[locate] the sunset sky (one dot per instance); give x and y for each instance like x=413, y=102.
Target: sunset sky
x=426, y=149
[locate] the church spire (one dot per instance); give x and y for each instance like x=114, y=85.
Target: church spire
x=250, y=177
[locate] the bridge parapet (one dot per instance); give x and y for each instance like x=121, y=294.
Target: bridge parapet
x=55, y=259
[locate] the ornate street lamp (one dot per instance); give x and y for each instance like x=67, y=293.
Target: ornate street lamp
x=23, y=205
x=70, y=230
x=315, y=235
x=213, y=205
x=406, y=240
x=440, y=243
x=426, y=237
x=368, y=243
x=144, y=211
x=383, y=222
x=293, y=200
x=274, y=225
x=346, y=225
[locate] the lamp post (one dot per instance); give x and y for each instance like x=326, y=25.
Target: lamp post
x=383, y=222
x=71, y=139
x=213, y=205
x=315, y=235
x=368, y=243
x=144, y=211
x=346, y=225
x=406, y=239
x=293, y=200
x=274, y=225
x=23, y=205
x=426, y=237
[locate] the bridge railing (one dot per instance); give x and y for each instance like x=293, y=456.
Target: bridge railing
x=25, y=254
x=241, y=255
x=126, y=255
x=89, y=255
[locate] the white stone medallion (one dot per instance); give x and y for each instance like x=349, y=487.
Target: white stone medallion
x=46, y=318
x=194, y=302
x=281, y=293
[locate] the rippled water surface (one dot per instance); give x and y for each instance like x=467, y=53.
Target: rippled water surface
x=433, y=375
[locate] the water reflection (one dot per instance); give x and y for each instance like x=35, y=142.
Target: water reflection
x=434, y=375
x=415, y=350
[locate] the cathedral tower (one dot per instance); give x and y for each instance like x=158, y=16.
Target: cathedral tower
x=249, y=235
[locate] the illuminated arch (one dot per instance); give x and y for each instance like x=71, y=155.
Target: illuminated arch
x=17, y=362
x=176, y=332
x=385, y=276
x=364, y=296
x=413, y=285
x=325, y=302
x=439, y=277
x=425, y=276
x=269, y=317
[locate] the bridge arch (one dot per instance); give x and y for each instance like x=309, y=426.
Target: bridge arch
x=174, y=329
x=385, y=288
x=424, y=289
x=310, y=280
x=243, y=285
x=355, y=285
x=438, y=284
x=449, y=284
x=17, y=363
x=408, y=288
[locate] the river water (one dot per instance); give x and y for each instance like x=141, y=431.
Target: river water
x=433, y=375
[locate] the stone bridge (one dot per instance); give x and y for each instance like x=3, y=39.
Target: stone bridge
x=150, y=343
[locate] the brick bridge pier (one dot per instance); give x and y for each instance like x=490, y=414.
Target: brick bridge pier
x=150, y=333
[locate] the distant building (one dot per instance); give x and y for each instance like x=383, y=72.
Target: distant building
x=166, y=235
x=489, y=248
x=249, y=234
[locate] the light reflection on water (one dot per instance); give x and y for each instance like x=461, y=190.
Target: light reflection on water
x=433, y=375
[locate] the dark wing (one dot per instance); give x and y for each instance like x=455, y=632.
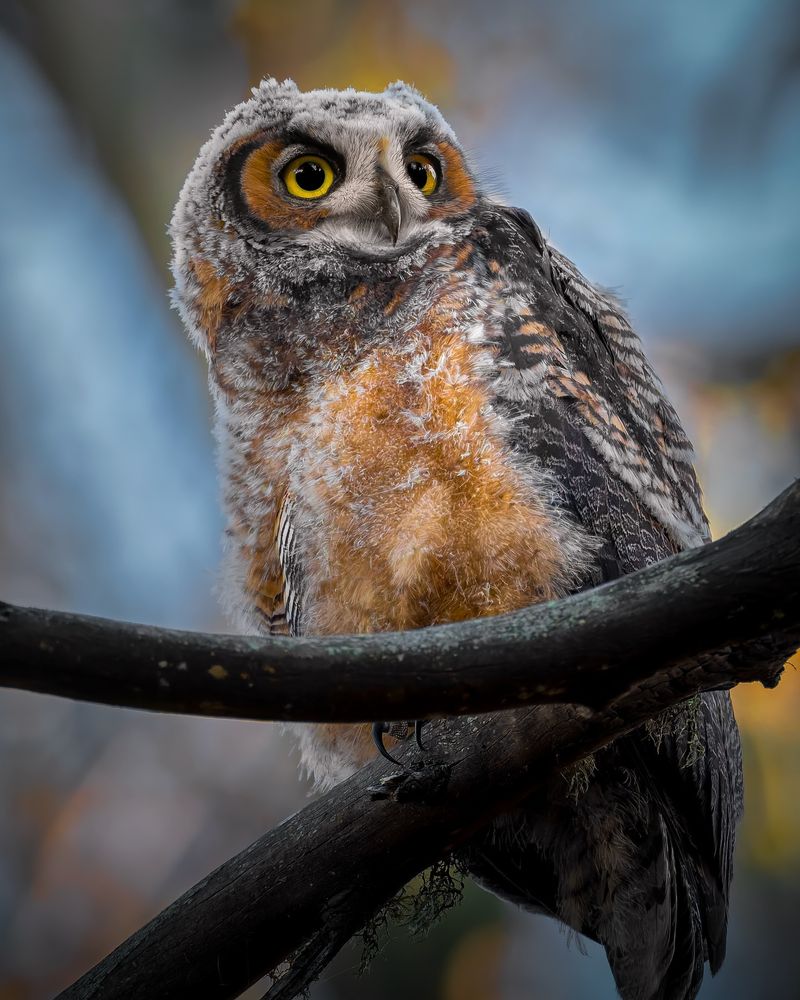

-- Written problem --
Set out all of the records above as a numbered list, skipping any blank lines. Leave the pictures out of your answer.

-- Response to this exercise --
1. [locate] the sunset sky (one dot per instance); give x and y for each instance like x=413, y=102.
2. Target: sunset sky
3. x=426, y=149
4. [locate] the church spire (one dot per instance); give x and y for each instance like x=114, y=85.
5. Target: church spire
6. x=250, y=177
7. [locate] the bridge parapet (one dot per instance); give x and y for each instance like x=121, y=294.
8. Target: bridge parapet
9. x=55, y=259
10. [locate] the ornate street lamp (one dot per instance); give x and y for each instance like x=67, y=293.
11. Target: ornate street lamp
12. x=23, y=205
13. x=70, y=230
14. x=315, y=235
15. x=213, y=205
16. x=406, y=240
17. x=440, y=243
18. x=426, y=237
19. x=368, y=243
20. x=144, y=211
21. x=383, y=222
22. x=293, y=200
23. x=274, y=225
24. x=346, y=225
25. [locate] the lamp post (one dot per instance); give x and y for each instance like x=326, y=25.
26. Target: lamp post
27. x=383, y=222
28. x=71, y=139
29. x=213, y=205
30. x=315, y=235
31. x=368, y=243
32. x=144, y=211
33. x=346, y=225
34. x=406, y=239
35. x=293, y=200
36. x=274, y=225
37. x=23, y=205
38. x=426, y=237
39. [locate] the bridge railing (one dot per instance); give x and y for each instance like x=293, y=456.
40. Target: bridge railing
41. x=25, y=254
42. x=241, y=255
43. x=126, y=255
44. x=89, y=255
45. [locate] the white stone medallion (one dot per instance); give x and y for each instance like x=349, y=487.
46. Target: white stone medallion
47. x=46, y=318
48. x=194, y=302
49. x=281, y=293
50. [locate] the rippled water surface (one dot per instance); give x and y for each instance like x=467, y=53.
51. Target: rippled water surface
52. x=433, y=375
53. [locate] the water reflection (one dot per instance); give x and y for each instance like x=35, y=142.
54. Target: water reflection
55. x=434, y=375
56. x=415, y=350
57. [locate] the cathedral tower (one dot per instance); give x and y for each instance like x=158, y=16.
58. Target: cathedral tower
59. x=249, y=235
60. [locate] the illuminated arch (one dot per instance); give x and y for each instance like x=71, y=155.
61. Target: illuminated arch
62. x=17, y=362
63. x=176, y=332
64. x=385, y=276
65. x=364, y=296
66. x=413, y=285
67. x=325, y=302
68. x=439, y=277
69. x=425, y=276
70. x=269, y=317
71. [locate] the bridge arch (one dot per instance); give x and y for each instance like x=309, y=426.
72. Target: bridge arch
73. x=174, y=329
74. x=385, y=288
75. x=424, y=289
76. x=310, y=280
77. x=243, y=285
78. x=355, y=285
79. x=438, y=284
80. x=449, y=284
81. x=17, y=363
82. x=408, y=288
83. [locate] the river water (one dot per instance); give x and y for each instance like x=141, y=431.
84. Target: river water
85. x=433, y=375
86. [locate] the stone bridge (one dot per instance); give x and y for each instance like x=3, y=39.
87. Target: stone bridge
88. x=150, y=343
89. [locate] the brick bridge pier (one dot per instance); give x and y for each instance like x=490, y=414.
90. Target: brick bridge pier
91. x=150, y=333
92. [locate] the distant building (one dot per instance); give x and y for each instance like x=383, y=72.
93. Target: distant building
94. x=166, y=235
95. x=489, y=248
96. x=249, y=234
97. [locate] the light reflection on water (one dot per instance); give x and y for each instance like x=461, y=190.
98. Target: light reflection on water
99. x=433, y=375
100. [locate] the dark wing (one dot per instance); give x and y for each instance like x=455, y=632.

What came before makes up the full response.